[begin Text passage]

Railway station in Shirahama, Wakayama Prefecture, Japan

Shirahama Station (白浜駅, Shirahama-eki) is a passenger railway station in located in the town of Shirahama, Nishimuro District, Wakayama Prefecture, Japan, operated by West Japan Railway Company (JR West).

==Lines==
Shirahama Station is served by the Kisei Main Line (Kinokuni Line), and is located 275.4 kilometers from the terminus of the line at Kameyama Station and 95.2 kilometers from . Limited express trains named "Kuroshio" stop at this station and part of those return to Shin-Osaka and Kyoto.

==Station layout==
The station consists of one side platform and one island platform connected to the station building by a footbridge with escalators. The side platform has a cut-out, forming a partial bay platform. The station has a Midori no Madoguchi staffed ticket office.

===Platforms===

| 0 | ■ Kisei Main Line (Kinokuni Line) | part of limited express trains "Kuroshio" returning for Wakayama, Tennoji, Shin-Osaka and Kyoto |
| 1 | ■ Kisei Main Line (Kinokuni Line) | for Kii-Tanabe and Wakayama limited express trains "Kuroshio" for Wakayama, Tennoji, Shin-Osaka and Kyoto for Kushimoto, Kii-Katsuura and Shingu |
| 2 | ■ Kisei Main Line (Kinokuni Line) | for Kushimoto, Kii-Katsuura and Shingū |
| 3 | ■ Kisei Main Line (Kinokuni Line) | part of limited express trains "Kuroshio" for Wakayama, Tennoji, Shin-Osaka and Kyoto for Kushimoto, Kii-Katsuura and Shingū (only one local train every day) |

==Adjacent stations==

| « |  | Service | » |  |
West Japan Railway Company (JR West)

[end Text passage]

**Exercise description**
According to the text about Shirahama Station, how far is the station from the line's terminus at Kameyama Station?

[begin Extracted information]

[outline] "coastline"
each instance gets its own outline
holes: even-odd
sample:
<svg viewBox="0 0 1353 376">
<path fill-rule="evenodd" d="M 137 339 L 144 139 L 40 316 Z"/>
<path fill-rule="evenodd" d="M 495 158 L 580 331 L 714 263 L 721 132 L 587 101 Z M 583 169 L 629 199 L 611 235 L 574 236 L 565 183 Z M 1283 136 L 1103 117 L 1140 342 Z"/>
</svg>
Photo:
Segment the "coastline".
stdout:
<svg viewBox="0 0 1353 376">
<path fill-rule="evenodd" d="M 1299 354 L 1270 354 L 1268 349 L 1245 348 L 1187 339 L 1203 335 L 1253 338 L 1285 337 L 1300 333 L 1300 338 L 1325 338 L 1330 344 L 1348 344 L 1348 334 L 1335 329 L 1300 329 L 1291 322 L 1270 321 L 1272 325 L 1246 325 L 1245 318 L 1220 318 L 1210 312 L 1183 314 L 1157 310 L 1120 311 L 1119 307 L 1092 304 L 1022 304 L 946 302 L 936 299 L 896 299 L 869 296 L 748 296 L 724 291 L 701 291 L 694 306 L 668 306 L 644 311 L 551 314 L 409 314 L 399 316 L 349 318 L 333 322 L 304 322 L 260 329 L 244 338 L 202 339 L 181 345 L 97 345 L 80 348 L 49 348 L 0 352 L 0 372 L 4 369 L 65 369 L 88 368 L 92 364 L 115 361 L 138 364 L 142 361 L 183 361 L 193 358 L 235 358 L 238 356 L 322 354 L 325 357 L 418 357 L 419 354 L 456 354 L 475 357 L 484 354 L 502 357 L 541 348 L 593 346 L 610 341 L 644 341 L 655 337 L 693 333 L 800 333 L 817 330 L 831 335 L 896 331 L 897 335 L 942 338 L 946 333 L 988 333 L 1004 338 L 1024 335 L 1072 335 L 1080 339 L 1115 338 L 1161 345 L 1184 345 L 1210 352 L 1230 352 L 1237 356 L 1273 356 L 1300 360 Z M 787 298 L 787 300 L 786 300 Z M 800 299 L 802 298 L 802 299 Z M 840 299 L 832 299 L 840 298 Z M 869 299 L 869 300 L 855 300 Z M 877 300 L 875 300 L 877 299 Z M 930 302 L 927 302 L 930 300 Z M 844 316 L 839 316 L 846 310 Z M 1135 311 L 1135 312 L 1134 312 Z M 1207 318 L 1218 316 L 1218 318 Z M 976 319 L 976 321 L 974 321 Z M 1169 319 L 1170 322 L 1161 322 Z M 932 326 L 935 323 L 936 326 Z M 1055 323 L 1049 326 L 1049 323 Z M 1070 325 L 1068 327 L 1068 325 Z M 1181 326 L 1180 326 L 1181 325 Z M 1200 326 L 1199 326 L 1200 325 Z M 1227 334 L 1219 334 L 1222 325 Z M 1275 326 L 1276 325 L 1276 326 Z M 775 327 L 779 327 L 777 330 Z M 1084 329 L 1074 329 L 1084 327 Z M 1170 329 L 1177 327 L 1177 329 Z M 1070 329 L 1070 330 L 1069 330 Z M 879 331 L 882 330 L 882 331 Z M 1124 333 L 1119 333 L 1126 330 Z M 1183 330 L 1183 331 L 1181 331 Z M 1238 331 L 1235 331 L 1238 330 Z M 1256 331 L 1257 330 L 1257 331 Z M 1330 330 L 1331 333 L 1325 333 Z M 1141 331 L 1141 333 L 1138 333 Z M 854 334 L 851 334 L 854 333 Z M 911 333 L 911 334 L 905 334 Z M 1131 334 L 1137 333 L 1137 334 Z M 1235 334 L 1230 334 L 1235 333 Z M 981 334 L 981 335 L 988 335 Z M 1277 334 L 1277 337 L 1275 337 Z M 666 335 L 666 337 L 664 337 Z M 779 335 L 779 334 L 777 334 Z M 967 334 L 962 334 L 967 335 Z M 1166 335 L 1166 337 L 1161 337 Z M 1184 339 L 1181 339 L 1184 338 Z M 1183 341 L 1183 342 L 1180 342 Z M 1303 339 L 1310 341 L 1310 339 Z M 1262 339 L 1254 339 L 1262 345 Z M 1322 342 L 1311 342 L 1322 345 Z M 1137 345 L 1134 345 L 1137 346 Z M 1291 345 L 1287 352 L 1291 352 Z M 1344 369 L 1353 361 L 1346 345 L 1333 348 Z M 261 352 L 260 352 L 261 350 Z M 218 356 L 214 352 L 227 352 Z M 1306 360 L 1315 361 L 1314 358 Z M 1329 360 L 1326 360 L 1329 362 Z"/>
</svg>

[end Extracted information]

**Solution for this task**
275.4 kilometers